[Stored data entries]

# # #

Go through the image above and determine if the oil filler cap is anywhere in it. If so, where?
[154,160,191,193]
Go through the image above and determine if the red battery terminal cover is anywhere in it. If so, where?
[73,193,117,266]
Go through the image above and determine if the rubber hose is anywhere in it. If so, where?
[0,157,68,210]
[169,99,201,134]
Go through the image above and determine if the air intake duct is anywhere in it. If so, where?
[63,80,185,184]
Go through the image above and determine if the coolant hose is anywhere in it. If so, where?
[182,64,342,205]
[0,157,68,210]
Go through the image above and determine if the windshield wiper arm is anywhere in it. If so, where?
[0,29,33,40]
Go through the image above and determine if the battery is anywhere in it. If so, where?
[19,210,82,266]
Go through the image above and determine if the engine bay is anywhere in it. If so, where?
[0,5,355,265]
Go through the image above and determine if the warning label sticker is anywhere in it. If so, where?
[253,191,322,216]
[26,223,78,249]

# # #

• **EXERCISE DIRECTIONS**: Reproduce the entire listing above word for word, leaving every line unchanged.

• **EXERCISE SOLUTION**:
Go through the image above and determine if the oil filler cap is anywhere in it. If so, where?
[154,160,191,193]
Go through the image above and determine if the red battery terminal cover is anywhere in it. If so, where?
[73,193,117,266]
Go through the image above and determine if the rubber hose is anywhere in it. If so, where?
[0,157,68,210]
[169,99,201,134]
Go through the image above and determine if the air intake duct is anywhere in it. If so, where?
[63,80,185,184]
Go through the image above and determine if the coolant hose is anywhere in it. If so, where?
[182,64,342,205]
[0,157,68,210]
Go through the image above and determine if the windshield wiper arm is anywhere in it. If so, where?
[0,29,33,40]
Go through the image above and determine if the battery is anywhere in it. If so, where?
[19,210,82,266]
Go through the image above and determine if the engine bay is anywhere in it. If so, where?
[0,5,355,265]
Go through the image above and determine if the warning label sticker is anywhere in it. If so, where?
[253,191,322,216]
[26,223,78,249]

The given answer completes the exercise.